## [Records for processing]
%%
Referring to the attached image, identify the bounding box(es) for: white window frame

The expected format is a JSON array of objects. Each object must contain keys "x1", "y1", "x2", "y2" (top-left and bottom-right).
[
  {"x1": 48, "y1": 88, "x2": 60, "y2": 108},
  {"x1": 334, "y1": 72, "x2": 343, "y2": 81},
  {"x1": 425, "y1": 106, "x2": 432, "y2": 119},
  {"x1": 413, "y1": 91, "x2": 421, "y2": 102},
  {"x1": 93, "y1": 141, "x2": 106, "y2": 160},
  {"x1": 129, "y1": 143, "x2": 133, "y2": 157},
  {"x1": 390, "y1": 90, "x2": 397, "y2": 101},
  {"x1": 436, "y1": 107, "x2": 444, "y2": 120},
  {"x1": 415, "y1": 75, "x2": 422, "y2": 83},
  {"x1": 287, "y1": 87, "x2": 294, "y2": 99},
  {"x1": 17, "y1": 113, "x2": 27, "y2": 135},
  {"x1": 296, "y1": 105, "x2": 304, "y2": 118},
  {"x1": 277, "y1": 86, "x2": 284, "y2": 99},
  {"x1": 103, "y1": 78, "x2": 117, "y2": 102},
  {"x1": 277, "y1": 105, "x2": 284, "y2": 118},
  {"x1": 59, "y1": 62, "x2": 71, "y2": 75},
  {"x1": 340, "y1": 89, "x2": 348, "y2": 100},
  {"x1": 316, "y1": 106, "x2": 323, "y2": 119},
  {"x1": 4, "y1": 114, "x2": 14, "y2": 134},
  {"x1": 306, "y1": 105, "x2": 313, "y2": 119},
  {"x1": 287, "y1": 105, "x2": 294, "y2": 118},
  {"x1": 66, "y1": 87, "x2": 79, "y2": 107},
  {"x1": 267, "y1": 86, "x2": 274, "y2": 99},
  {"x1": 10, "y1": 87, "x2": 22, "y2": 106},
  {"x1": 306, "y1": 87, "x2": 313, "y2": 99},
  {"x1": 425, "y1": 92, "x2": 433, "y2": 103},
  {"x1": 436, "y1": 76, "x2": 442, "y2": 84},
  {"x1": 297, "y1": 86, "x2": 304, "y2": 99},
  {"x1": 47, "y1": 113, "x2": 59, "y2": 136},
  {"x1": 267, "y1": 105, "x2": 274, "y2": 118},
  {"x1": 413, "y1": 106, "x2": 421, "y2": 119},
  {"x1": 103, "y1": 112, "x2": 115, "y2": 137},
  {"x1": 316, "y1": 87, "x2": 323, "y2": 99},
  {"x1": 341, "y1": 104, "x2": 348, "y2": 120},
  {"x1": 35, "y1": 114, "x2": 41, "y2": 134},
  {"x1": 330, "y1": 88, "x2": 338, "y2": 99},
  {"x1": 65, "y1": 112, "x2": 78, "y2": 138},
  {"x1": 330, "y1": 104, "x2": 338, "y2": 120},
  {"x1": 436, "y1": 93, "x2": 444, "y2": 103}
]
%%
## [Description of the task]
The records above are to be duplicated exactly, every one of them.

## [Answer to this problem]
Referring to the attached image, identify the bounding box(es) for: white window frame

The expected format is a JSON array of objects. Each object must contain keys "x1", "y1", "x2", "y2" (top-left and bottom-right).
[
  {"x1": 48, "y1": 88, "x2": 60, "y2": 108},
  {"x1": 334, "y1": 72, "x2": 343, "y2": 81},
  {"x1": 425, "y1": 106, "x2": 432, "y2": 119},
  {"x1": 413, "y1": 91, "x2": 421, "y2": 102},
  {"x1": 93, "y1": 141, "x2": 106, "y2": 160},
  {"x1": 129, "y1": 143, "x2": 133, "y2": 157},
  {"x1": 390, "y1": 90, "x2": 397, "y2": 101},
  {"x1": 436, "y1": 107, "x2": 444, "y2": 120},
  {"x1": 415, "y1": 75, "x2": 422, "y2": 83},
  {"x1": 287, "y1": 87, "x2": 294, "y2": 99},
  {"x1": 17, "y1": 113, "x2": 27, "y2": 135},
  {"x1": 296, "y1": 105, "x2": 304, "y2": 118},
  {"x1": 277, "y1": 86, "x2": 284, "y2": 99},
  {"x1": 103, "y1": 78, "x2": 117, "y2": 102},
  {"x1": 277, "y1": 105, "x2": 284, "y2": 118},
  {"x1": 59, "y1": 62, "x2": 71, "y2": 75},
  {"x1": 340, "y1": 89, "x2": 348, "y2": 100},
  {"x1": 316, "y1": 106, "x2": 323, "y2": 119},
  {"x1": 4, "y1": 114, "x2": 14, "y2": 134},
  {"x1": 306, "y1": 105, "x2": 313, "y2": 119},
  {"x1": 287, "y1": 105, "x2": 294, "y2": 118},
  {"x1": 66, "y1": 87, "x2": 79, "y2": 107},
  {"x1": 267, "y1": 86, "x2": 274, "y2": 99},
  {"x1": 10, "y1": 87, "x2": 22, "y2": 106},
  {"x1": 306, "y1": 87, "x2": 313, "y2": 99},
  {"x1": 425, "y1": 92, "x2": 433, "y2": 103},
  {"x1": 436, "y1": 76, "x2": 442, "y2": 84},
  {"x1": 297, "y1": 86, "x2": 304, "y2": 99},
  {"x1": 47, "y1": 113, "x2": 59, "y2": 136},
  {"x1": 267, "y1": 105, "x2": 274, "y2": 118},
  {"x1": 413, "y1": 106, "x2": 421, "y2": 119},
  {"x1": 103, "y1": 112, "x2": 115, "y2": 137},
  {"x1": 316, "y1": 87, "x2": 323, "y2": 99},
  {"x1": 341, "y1": 104, "x2": 348, "y2": 120},
  {"x1": 35, "y1": 114, "x2": 41, "y2": 134},
  {"x1": 330, "y1": 88, "x2": 338, "y2": 99},
  {"x1": 65, "y1": 112, "x2": 78, "y2": 138},
  {"x1": 330, "y1": 104, "x2": 338, "y2": 120},
  {"x1": 436, "y1": 93, "x2": 444, "y2": 103}
]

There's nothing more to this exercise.